» **Task to carry out**
Rescale the stretch from the start of the material through the line containing "0,100,878,622", reproducing every line of it (requests included) and multiplying each bounding-box coordinate in the answers by 1.55, rounded to the nearest whole number with halves rounded up. Return that stretch alone.

## BEGIN Records supplied

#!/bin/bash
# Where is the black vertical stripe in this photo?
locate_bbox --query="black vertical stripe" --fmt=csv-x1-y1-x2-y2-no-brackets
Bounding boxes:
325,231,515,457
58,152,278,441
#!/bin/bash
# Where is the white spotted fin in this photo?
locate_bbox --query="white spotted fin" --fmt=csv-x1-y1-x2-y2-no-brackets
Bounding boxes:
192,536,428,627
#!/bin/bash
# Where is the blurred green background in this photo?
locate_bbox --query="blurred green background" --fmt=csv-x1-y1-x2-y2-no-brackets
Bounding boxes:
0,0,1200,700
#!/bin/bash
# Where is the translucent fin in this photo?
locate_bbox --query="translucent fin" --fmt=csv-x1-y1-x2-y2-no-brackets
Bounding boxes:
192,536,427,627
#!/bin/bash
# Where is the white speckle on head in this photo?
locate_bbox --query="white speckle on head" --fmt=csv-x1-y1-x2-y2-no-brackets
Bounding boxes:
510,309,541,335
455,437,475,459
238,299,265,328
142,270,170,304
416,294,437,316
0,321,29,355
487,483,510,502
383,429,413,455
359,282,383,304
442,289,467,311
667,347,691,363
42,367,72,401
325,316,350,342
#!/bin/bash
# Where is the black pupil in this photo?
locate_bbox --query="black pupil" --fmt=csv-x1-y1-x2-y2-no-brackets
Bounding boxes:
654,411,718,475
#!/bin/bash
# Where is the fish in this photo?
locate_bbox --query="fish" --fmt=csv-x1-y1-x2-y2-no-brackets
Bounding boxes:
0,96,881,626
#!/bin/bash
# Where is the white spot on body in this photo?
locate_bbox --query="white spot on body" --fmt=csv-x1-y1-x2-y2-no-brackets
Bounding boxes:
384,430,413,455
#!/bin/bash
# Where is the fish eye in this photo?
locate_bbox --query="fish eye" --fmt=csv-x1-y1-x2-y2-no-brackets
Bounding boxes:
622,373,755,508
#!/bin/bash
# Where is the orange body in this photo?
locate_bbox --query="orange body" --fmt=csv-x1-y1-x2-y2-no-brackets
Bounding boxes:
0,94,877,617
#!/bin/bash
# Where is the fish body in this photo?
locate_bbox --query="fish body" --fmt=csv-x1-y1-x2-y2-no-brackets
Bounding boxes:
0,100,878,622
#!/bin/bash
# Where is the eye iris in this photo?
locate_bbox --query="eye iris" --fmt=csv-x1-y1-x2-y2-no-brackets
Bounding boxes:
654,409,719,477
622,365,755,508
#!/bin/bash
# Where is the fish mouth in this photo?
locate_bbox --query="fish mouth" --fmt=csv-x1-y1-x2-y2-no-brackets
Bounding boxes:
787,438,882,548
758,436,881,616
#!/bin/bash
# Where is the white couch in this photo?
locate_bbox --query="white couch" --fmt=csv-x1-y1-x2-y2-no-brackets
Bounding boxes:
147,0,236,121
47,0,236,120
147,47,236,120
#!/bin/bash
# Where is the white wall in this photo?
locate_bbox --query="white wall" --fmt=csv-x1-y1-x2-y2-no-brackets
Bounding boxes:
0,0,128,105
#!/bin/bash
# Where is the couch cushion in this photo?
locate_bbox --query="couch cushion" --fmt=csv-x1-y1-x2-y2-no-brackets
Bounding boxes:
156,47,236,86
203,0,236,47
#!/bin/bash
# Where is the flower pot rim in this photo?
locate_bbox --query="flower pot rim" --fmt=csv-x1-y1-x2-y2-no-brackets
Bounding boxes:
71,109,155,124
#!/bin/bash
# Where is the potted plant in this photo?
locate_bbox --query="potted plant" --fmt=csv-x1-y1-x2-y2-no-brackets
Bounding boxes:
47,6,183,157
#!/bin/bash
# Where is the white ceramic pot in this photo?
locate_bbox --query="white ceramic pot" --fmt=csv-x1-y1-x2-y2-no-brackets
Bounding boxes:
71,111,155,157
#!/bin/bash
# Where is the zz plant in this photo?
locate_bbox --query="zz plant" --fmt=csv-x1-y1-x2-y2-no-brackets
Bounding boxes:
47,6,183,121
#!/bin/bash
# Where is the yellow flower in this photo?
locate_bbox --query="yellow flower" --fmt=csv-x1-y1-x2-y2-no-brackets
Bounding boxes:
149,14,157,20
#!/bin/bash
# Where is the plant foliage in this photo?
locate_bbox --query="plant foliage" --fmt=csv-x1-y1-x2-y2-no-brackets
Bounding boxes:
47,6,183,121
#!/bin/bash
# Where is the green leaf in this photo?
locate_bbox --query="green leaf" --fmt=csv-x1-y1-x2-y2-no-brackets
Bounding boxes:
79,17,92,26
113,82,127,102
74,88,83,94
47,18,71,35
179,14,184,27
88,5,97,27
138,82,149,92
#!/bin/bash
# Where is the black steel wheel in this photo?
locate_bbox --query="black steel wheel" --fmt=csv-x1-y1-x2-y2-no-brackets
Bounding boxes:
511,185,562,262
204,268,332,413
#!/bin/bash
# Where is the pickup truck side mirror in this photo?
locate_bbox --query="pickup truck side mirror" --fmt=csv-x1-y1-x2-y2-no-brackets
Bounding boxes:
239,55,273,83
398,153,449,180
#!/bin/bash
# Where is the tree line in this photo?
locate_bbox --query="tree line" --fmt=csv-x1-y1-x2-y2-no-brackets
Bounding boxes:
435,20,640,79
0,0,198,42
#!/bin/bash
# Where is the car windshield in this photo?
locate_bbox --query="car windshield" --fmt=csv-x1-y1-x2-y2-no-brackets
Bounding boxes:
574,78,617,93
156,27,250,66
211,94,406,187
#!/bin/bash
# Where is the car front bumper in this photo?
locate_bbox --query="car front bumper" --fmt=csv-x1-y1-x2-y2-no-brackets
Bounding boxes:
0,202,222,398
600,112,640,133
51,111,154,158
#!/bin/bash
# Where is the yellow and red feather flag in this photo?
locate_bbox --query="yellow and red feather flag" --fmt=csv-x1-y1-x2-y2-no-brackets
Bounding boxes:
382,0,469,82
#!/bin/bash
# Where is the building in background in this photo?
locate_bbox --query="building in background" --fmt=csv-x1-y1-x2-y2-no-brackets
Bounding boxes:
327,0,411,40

## END Records supplied

» **Written response**
#!/bin/bash
# Where is the black vertical stripe in this photo?
locate_bbox --query="black vertical stripe" --fmt=csv-x1-y1-x2-y2-no-brackets
Bounding boxes:
504,358,798,708
90,236,431,684
#!/bin/bash
# Where is the white spotted fin in this photo?
locate_bbox --query="white spotted fin" --fmt=csv-x1-y1-x2-y2-no-brackets
Bounding boxes:
298,831,663,972
#!/bin/bash
# Where is the blurred green background in this photo?
locate_bbox --query="blurred green background" --fmt=csv-x1-y1-x2-y2-no-brackets
Bounding boxes:
0,0,1860,1085
#!/bin/bash
# Where is the translucent fin in this photo?
locate_bbox --query="translucent fin" --fmt=csv-x1-y1-x2-y2-no-brackets
Bounding boxes:
298,831,662,972
#!/bin/bash
# Where is the white speckle on head in this photo?
locate_bbox --query="white speckle on head" --fmt=csv-x1-y1-x2-y2-no-brackets
Bounding boxes:
791,479,839,519
705,677,736,711
369,463,411,508
220,419,264,471
645,456,677,490
0,498,45,550
755,749,791,778
594,665,640,705
556,437,594,471
685,448,724,482
1034,538,1071,563
65,569,112,622
504,490,543,530
#!/bin/bash
# Where is the black pupil in this photo?
locate_bbox --query="black pupil" --fmt=csv-x1-y1-x2-y2-no-brackets
Bounding boxes:
1014,637,1113,736
#!/bin/bash
# Where is the fish in this photo?
locate_bbox --query="fish" --fmt=csv-x1-y1-x2-y2-no-brackets
Bounding boxes:
0,149,1366,970
#!/bin/bash
# Where is the white spot on body in this photo?
locate_bbox --query="white spot on body" --fmt=csv-x1-y1-x2-y2-no-brackets
Bounding boxes:
595,667,640,705
#!/bin/bash
# Where is the fish eye in this photo?
locate_bbox --query="fish eye" --fmt=csv-x1-y1-x2-y2-no-brackets
Bounding boxes:
964,578,1170,787
#!/bin/bash
# Where is the orange body in this photo?
locate_bbox --query="orange body" --fmt=csv-x1-y1-x2-y2-no-brackets
Bounding boxes:
0,146,1359,956
#!/bin/bash
# Where is the fish body in this photo?
locate_bbox --query="fish body" --fmt=csv-x1-y1-x2-y2-no-brackets
Bounding boxes:
0,155,1361,964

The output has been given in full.